## TASK DESCRIPTION:
Tally the lines in the entries below that contain the word "duck", and reply with that number alone.

····················

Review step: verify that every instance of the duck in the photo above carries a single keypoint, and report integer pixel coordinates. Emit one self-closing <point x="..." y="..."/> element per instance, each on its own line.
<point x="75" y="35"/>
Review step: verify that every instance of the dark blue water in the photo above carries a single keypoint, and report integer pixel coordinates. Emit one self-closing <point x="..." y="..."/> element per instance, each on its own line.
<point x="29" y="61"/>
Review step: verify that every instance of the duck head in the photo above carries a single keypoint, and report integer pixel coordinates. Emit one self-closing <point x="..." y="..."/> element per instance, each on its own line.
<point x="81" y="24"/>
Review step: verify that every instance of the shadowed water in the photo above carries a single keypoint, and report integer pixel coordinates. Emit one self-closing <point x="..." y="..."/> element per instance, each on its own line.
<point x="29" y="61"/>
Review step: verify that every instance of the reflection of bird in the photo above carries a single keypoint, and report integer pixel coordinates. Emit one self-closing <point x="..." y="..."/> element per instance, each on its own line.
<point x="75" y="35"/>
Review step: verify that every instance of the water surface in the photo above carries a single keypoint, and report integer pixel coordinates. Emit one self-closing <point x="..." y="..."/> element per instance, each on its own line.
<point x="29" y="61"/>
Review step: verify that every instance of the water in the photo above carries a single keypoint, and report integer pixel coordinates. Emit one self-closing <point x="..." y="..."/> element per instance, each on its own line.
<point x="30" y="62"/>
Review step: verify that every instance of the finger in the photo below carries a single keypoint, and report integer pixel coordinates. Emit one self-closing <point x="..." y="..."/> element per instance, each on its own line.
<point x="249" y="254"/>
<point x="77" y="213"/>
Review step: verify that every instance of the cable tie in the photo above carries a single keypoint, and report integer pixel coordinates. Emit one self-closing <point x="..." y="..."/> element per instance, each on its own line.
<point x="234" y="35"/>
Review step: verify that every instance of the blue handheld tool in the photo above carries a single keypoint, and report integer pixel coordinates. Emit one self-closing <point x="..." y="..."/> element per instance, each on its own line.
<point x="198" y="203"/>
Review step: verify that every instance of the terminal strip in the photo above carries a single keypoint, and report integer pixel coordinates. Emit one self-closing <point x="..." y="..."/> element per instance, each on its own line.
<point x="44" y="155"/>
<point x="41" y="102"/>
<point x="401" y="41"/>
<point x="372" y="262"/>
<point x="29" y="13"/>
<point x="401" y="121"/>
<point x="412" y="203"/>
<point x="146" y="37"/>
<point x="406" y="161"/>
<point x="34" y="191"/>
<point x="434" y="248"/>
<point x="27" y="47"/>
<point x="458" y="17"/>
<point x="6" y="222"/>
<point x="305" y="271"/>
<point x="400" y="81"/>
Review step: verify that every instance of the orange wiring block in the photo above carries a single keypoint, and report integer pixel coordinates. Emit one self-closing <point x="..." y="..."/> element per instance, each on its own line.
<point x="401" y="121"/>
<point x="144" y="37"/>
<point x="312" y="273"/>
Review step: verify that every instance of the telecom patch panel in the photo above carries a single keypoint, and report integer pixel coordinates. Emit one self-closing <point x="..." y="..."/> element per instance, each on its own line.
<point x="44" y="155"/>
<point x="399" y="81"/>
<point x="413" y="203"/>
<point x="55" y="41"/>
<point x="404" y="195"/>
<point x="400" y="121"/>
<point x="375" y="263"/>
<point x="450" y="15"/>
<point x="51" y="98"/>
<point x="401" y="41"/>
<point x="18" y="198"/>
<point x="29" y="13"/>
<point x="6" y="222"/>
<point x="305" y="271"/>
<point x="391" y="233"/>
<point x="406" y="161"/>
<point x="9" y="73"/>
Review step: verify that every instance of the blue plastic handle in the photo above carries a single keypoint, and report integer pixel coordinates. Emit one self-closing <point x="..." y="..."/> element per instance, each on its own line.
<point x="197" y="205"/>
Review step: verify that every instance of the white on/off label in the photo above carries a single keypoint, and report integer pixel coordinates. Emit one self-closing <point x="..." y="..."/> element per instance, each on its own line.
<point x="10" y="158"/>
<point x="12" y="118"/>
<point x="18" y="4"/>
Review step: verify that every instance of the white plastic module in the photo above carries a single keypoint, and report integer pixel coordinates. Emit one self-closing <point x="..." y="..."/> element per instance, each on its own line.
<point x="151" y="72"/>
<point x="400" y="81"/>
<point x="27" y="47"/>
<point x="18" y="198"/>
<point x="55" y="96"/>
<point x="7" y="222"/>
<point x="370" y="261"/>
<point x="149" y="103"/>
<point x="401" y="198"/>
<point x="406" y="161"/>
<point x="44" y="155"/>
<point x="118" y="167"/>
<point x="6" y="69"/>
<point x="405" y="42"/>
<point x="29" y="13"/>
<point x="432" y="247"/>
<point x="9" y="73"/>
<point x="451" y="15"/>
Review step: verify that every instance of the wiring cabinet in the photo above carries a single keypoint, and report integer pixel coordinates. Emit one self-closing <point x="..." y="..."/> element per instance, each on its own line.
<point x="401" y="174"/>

····················

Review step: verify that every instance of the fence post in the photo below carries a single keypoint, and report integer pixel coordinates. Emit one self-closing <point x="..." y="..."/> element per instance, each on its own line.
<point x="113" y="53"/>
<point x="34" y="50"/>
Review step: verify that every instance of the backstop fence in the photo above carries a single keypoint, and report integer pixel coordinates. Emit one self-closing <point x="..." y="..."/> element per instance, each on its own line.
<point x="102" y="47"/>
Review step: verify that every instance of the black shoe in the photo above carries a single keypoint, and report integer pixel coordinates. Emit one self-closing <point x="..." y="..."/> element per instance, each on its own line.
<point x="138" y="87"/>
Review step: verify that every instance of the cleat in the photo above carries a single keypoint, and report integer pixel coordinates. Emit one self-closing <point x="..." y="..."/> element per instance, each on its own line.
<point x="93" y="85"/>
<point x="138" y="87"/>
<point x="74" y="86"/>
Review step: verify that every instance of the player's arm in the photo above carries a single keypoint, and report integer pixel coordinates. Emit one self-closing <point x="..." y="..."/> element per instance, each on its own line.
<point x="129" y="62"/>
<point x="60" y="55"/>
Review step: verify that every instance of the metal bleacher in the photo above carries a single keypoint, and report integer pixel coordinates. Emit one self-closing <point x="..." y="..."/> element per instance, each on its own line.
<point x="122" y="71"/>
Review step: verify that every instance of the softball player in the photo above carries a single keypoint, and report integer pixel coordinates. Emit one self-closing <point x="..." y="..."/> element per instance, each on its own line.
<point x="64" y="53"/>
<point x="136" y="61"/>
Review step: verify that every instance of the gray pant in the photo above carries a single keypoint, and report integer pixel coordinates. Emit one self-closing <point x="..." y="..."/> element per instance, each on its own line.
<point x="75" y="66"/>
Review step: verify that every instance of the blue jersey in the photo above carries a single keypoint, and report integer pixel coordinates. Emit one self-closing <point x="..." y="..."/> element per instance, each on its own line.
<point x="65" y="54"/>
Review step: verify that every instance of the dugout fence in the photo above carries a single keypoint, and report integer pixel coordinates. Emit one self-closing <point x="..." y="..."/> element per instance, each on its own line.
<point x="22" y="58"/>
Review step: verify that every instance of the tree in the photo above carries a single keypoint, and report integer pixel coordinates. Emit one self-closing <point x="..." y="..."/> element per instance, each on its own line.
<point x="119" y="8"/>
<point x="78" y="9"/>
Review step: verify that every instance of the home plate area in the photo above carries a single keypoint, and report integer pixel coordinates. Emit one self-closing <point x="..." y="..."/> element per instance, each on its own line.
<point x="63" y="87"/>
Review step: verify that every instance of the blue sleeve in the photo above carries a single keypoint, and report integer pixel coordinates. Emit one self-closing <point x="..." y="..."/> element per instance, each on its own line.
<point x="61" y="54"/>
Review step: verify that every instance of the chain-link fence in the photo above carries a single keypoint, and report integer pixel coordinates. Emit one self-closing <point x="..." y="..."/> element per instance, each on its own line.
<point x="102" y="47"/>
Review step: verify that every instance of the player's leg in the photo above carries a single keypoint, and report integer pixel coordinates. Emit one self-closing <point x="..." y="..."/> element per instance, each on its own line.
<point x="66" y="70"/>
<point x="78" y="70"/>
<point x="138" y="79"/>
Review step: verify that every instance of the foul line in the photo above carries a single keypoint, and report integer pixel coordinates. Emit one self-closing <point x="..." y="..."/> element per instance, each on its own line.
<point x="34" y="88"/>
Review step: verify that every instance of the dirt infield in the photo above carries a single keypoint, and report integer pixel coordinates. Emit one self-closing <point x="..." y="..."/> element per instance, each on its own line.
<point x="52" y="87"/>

····················

## RESULT FOR THIS EXERCISE:
2